- **Excerpted passage**:
= = = = = = =

Ngô Quốc Anh

August 15, 2009

Several questions involving the Vitali set

We denote by V the Vitali set which is defined as follows:

We say that x, y \in  [0, 1) are equivalent, and write x  \sim y, if and only if x - y is a rational number. This equivalence relation partitions [0, 1) into an uncountable family of disjoint equivalence classes. By the axiom of choice there is a set V which contains exactly one element from each equivalence class.

Now let \{ \tau_n\} be a sequence of all rationals in [0, 1) with \tau_0 =0 and define V_n = V + \tau_n (mod 1).

Now we show that the V_n are pairwise disjoint and

\bigcup\limits_n {V_n }  = \left[ {0,1} \right).

Indeed, if x \in V_i \cap V_j, then x = v_i+\tau_i (mod 1) and x = v_j+\tau_j (mod 1), with v_i and v_j belonging to V = V_0. Consequently, v_i - v_j \in \mathbb Q, which means that v_i \sim v_j and therefore i = j. This shows that V_i \cap V_j = 0 if i \ne j. Since each x  \in [0, 1) is in some equivalence class, x differs modulo 1 from an element in V by a rational number, say r, in [0, 1). Thus x \in V_k, which proves that

[0, 1) \subset \bigcup\limits_n {V_n }.

The opposite inclusion is obvious.

Question 1. Show that there exist sets E_1, E_2, ...,E_k,... such that E_k  \searrow E, and |E_k|_e < \infty and

\lim_{k \to \infty} |E_k|_e > |E|_e

with strict inequality.

Solution. We put E_n  = \bigcup\limits_{k \geq n} {V_k }. Clearly, \{E_n\} is a decreasing sequence. Since the V_k are pairwise disjoint, we see that E: = \bigcap\limits_n {E_n }  = \emptyset and E_n  \searrow E. Moreover,

\left| {E_n } \right|_e  \geq  \left| {V_n } \right|_e  = \left| V \right|_e  > 0

(the last inequality comes from the fact that V is not measurable). It is now enough to show that

\mathop {\lim }\limits_{n \to \infty } \left| {E_n } \right|_e  \geq  \left| V \right|_e  > 0 = \left| E \right|_e

and the proof is complete.

= = = = = = =

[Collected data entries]
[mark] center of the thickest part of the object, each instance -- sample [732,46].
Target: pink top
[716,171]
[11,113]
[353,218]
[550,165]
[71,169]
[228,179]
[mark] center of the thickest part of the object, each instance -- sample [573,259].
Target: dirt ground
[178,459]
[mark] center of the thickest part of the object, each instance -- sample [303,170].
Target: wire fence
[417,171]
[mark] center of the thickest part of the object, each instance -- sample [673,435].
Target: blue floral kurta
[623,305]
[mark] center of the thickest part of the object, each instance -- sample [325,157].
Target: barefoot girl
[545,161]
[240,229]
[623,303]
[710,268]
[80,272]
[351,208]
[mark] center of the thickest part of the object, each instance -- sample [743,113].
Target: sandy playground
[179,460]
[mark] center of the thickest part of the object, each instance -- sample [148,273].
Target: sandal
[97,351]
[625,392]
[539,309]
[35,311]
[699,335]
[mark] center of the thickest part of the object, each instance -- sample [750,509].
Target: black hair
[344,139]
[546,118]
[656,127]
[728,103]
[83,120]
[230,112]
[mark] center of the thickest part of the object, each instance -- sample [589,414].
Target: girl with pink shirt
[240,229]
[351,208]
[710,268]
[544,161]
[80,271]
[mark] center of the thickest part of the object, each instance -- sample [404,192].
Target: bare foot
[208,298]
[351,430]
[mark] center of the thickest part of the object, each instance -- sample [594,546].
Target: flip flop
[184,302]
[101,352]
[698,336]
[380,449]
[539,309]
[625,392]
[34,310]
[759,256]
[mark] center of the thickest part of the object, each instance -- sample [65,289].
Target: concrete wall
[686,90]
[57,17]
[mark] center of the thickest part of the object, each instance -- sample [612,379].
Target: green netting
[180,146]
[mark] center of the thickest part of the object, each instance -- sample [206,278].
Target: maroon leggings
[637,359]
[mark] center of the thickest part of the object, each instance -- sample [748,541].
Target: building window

= = = = = = =

- **Aim of the exercise**: Reproduce the portion of the Vitali set text between "Ngô Quốc Anh" and "each equivalence class.", inclusive. Rely solely on the Vitali set text, not on the entries.

- **Exercise answer**:
Ngô Quốc Anh

August 15, 2009

Several questions involving the Vitali set

We denote by V the Vitali set which is defined as follows:

We say that x, y \in  [0, 1) are equivalent, and write x  \sim y, if and only if x - y is a rational number. This equivalence relation partitions [0, 1) into an uncountable family of disjoint equivalence classes. By the axiom of choice there is a set V which contains exactly one element from each equivalence class.